_What to do_
**a)** Answer these questions about the Alzheimer's caregiver Q&A, one per line:
(i) What is Beth Spencer's profession, and in which city does she work?
(ii) Why do some patients not believe they have memory loss?
(iii) Ideally, who should decide how and when to tell other people in the early stages?
**b)** According to the Alzheimer's caregiver Q&A, why should a reluctant mother be encouraged to share her diagnosis? Answer in one to three sentences.
**c)** Continue the Alzheimer's caregiver Q&A from its last sentence.

_Text segment_
┏━━

How should I tell my mom's friends that she has Alzheimer's?

A fellow caregiver asked...

My mother's doctor recently confirmed that the problems we've been noticing are symptoms of Alzheimer's disease. What's the best way for me to tell Mom's friends that she has Alzheimer's?

Expert Answer

Beth Spencer is a social worker in Ann Arbor, Michigan, with more than 25 years of experience with families who have a member with dementia. She is coauthor of Understanding Difficult Behaviors and Moving a Relative with Memory Loss: A Family Caregiver's Guide. Previously, she directed Silver Club, early-stage and adult day programs serving individuals with Alzheimer's disease and related illnesses.

There's no single answer to the question of how to inform other people that your parent has been diagnosed with Alzheimer's because it depends so much on the person with the disease.

Ideally, in the early stages, your mother should be left to decide how and when to tell other people. Some patients are very ashamed and don't want anyone to know. Others don't believe they have memory loss because they can't remember it being a problem. This puts their family in a difficult position, but generally it's best to honor their wishes for a while.

Meanwhile, if your mother is reluctant to divulge her diagnosis, try to help her to not feel ashamed and to understand that this is a disease just like any other. Emphasize that by sharing information about her condition, she's better able to keep support she may otherwise lose.

┗━━

_Material shown_
┏━━

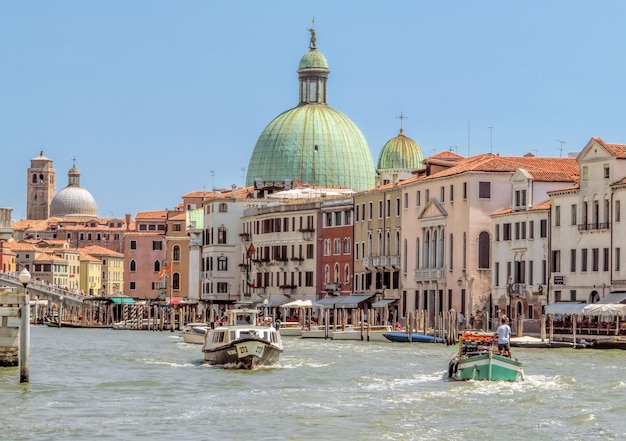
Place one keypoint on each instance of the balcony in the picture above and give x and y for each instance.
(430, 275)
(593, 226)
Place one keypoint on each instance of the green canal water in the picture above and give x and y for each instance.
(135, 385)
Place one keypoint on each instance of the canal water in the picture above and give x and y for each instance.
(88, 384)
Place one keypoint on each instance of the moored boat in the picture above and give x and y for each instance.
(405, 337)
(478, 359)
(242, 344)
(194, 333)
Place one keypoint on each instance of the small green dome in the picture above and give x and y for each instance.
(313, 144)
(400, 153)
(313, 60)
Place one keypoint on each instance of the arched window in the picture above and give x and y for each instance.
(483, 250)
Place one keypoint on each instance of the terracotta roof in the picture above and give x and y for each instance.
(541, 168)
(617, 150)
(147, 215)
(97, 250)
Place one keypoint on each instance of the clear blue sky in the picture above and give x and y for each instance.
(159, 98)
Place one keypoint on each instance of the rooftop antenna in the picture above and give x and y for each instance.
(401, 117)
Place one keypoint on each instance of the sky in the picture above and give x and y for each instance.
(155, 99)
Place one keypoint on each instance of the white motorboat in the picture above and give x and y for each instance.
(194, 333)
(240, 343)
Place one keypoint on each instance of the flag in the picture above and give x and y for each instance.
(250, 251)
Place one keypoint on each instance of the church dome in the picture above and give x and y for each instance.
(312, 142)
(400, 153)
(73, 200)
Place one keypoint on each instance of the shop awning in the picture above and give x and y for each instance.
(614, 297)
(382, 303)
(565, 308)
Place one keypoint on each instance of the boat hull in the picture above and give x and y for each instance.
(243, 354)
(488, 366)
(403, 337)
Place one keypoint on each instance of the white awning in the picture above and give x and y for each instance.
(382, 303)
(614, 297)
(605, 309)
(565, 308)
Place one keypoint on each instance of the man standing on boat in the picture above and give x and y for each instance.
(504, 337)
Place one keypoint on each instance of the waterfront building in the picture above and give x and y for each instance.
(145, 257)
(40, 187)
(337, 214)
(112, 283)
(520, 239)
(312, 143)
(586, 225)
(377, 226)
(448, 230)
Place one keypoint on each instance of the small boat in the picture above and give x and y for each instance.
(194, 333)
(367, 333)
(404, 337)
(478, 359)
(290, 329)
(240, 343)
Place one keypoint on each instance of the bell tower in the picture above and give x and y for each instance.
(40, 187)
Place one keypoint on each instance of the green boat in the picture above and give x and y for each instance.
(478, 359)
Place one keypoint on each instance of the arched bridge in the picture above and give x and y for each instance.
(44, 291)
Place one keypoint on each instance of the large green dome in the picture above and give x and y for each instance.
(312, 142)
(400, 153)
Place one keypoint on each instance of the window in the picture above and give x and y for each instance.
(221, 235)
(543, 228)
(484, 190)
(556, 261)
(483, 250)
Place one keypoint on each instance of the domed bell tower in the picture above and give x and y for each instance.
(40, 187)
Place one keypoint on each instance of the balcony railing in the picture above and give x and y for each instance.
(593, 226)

┗━━
┏━━

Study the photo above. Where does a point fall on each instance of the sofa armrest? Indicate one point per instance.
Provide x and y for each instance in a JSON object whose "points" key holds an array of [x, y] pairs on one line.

┗━━

_Results_
**a)**
(i) She is a social worker in Ann Arbor, Michigan.
(ii) They can't remember it being a problem.
(iii) The mother, the person with the disease.

**b)** Sharing information about her condition leaves her better able to keep support that she might otherwise lose. The Q&A also suggests helping her see Alzheimer's as a disease like any other, so that she does not feel ashamed.

**c)**
In later stages, when your parent can't make these decisions anymore, give others information they need without violating your parent's right to privacy. You could simply say, "My mother has an illness that affects her ability to speak and to remember information, but she still really enjoys and needs social contact." Chances are, your mother's good friends have already noticed her memory lapses and won't be entirely surprised.

The most important thing you can do is to encourage your mother's friends to stay in touch. Even a 15-minute visit once a month can lift your mother's spirits.

I often suggest that friends visit in pairs. It can be easier to communicate with someone who has Alzheimer's when there are three of you to keep the conversation going instead of just two.